Directions for this task
Count how many lines of the records below contain the word "water", treating case as significant, and give only that number.

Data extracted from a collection
** start **
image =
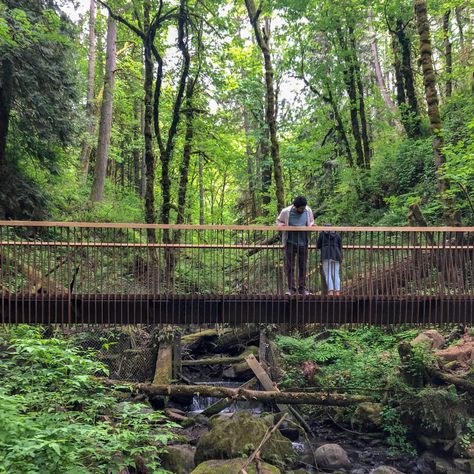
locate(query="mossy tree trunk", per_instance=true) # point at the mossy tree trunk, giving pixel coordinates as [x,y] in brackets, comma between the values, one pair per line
[431,95]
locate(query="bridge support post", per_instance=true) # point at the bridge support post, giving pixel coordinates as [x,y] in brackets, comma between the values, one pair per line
[164,364]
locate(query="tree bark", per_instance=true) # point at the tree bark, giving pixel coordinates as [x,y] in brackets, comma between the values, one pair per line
[90,112]
[105,126]
[147,126]
[448,52]
[166,151]
[6,95]
[250,166]
[262,37]
[137,152]
[350,82]
[431,94]
[360,91]
[201,189]
[458,12]
[188,141]
[399,84]
[214,361]
[413,115]
[142,152]
[290,398]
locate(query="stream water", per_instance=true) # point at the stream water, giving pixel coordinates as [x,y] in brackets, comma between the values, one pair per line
[365,451]
[199,404]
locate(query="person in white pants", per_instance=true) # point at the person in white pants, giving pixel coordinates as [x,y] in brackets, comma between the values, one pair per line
[330,244]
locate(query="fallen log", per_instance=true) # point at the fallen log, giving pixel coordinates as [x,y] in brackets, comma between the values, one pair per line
[214,361]
[225,402]
[297,398]
[458,382]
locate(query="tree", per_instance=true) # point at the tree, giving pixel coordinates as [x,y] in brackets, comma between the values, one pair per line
[105,125]
[90,106]
[36,78]
[262,35]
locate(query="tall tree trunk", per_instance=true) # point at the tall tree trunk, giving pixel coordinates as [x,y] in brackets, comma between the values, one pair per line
[263,39]
[400,87]
[90,112]
[105,126]
[6,95]
[340,126]
[188,141]
[147,126]
[431,94]
[250,167]
[406,68]
[458,12]
[263,154]
[201,189]
[137,152]
[360,91]
[378,71]
[166,150]
[351,88]
[143,154]
[448,52]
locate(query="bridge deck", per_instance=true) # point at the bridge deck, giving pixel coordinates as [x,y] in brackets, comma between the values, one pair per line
[86,273]
[236,310]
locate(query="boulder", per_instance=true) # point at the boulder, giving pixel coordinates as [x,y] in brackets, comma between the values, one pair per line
[331,456]
[368,415]
[462,353]
[464,465]
[385,470]
[241,370]
[232,466]
[178,459]
[239,436]
[430,338]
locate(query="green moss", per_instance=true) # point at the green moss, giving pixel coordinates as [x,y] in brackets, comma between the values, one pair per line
[232,466]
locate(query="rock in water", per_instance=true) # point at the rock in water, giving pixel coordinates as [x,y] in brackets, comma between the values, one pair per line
[239,436]
[331,456]
[232,466]
[385,470]
[178,459]
[430,338]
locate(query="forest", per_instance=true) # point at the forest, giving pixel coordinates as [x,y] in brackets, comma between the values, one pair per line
[221,112]
[132,347]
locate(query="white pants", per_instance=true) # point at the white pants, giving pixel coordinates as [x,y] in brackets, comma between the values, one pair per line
[331,274]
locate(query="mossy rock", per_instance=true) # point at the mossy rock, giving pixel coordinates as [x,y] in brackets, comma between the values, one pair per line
[178,459]
[239,436]
[368,415]
[232,466]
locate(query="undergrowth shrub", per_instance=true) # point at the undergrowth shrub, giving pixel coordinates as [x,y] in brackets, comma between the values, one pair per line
[56,418]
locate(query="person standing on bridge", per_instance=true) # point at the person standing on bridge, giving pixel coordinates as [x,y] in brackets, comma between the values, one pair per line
[299,214]
[330,244]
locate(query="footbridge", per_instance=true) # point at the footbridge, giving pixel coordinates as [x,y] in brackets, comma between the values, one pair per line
[97,273]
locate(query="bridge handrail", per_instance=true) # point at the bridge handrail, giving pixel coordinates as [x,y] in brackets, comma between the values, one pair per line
[114,225]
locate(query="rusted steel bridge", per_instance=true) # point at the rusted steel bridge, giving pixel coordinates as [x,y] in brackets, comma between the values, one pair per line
[86,273]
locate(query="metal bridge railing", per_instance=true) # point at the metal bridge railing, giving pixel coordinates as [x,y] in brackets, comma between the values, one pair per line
[88,272]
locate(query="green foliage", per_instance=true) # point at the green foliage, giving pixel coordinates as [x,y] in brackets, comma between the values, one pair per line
[467,436]
[435,410]
[54,417]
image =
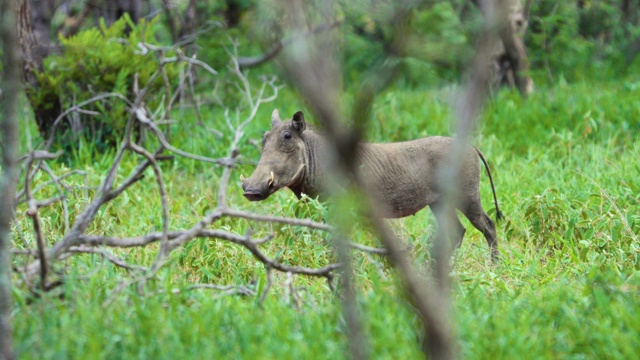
** end **
Answer to the task
2